__WHAT TO DO__.
a – Retype the passage on the GnRH agonist and antagonist trials verbatim, from "Men were excluded" up to and including "common baseline characteristics.".
b – Extend the passage on the GnRH agonist and antagonist trials by writing what comes after its final sentence.

======== PASSAGE FOR REVIEW ========

Researchers examined pooled data from six phase III prospective randomized trials that recruited more than 2,000 men to compare the efficacy of GnRH agonists versus an antagonist. Recruited men had pathologically confirmed prostate cancer, an Eastern Cooperative Oncology Group score <2, a minimum life expectancy of 1 year, and were naïve to ADT.
Men were excluded if they had risk factors for heart failure, hypokalemia, or a family history of long QT syndrome, or had another cancer diagnosed within 5 years. Men were randomized to receive a GnRH agonist or degarelix for either 3 to 7 months or 12 months. The two groups had common baseline characteristics.
“Among men with preexisting cardiovascular disease, the risk of cardiac events within 1 year of initiating therapy was significantly lower among men treated with a GnRH antagonist compared with GnRH agonists (hazard ratio: 0.44; 95% confidence interval, 0.26–0.74; p=.002),” wrote the authors, led by first author Peter C. Albertsen, MD, of the University of Connecticut, Farmington.
The study was published in European Urology (2014; 65:565-73).

======== DATA TO EXAMINE ========

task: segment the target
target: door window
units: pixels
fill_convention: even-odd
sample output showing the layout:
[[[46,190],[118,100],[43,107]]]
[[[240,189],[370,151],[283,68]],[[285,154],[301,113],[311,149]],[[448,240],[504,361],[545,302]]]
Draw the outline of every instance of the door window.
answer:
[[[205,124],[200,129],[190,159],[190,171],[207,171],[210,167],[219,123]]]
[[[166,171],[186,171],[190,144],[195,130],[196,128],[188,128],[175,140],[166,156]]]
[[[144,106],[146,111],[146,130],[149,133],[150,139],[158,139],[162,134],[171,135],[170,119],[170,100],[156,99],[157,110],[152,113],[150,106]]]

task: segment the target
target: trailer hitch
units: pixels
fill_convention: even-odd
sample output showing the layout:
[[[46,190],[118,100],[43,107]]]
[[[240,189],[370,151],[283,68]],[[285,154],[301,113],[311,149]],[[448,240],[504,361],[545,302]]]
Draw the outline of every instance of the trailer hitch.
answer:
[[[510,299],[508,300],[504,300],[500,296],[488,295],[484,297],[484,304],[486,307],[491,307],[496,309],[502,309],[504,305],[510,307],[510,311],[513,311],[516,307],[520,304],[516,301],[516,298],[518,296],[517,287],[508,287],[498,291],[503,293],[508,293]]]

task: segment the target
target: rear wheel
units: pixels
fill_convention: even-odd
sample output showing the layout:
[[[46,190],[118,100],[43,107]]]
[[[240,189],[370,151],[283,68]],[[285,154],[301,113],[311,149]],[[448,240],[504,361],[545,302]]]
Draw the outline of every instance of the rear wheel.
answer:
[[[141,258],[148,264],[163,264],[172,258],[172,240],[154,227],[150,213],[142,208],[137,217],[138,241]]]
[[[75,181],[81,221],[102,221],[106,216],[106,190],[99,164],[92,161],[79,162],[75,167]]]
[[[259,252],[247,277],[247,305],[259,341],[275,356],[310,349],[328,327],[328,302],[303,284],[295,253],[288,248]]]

========

__RESULTS FOR EACH TASK__.
a –
Men were excluded if they had risk factors for heart failure, hypokalemia, or a family history of long QT syndrome, or had another cancer diagnosed within 5 years. Men were randomized to receive a GnRH agonist or degarelix for either 3 to 7 months or 12 months. The two groups had common baseline characteristics.

b –
“Since our analysis is post hoc, our findings should only be interpreted as hypothesis generating,” they added.
Treatment with a GnRH antagonist appears “to halve the number of cardiac events experienced by men with pre-existing cardiovascular disease during the first year of androgen deprivation therapy when compared with GnRH agonists,” the authors concluded.
The study by Dr. Nguyen and colleagues was funded in part by the Prostate Cancer Foundation. Dr. Albertsen has consulted for Janssen Pharmaceuticald, Dendreon, and Ferring Pharmaceuticals. One of Dr. Albertsen’s co-authors is employed by Ferring Pharmaceuticals, and collection of data for the six prospective, randomized trials included in the study was funded by Ferring.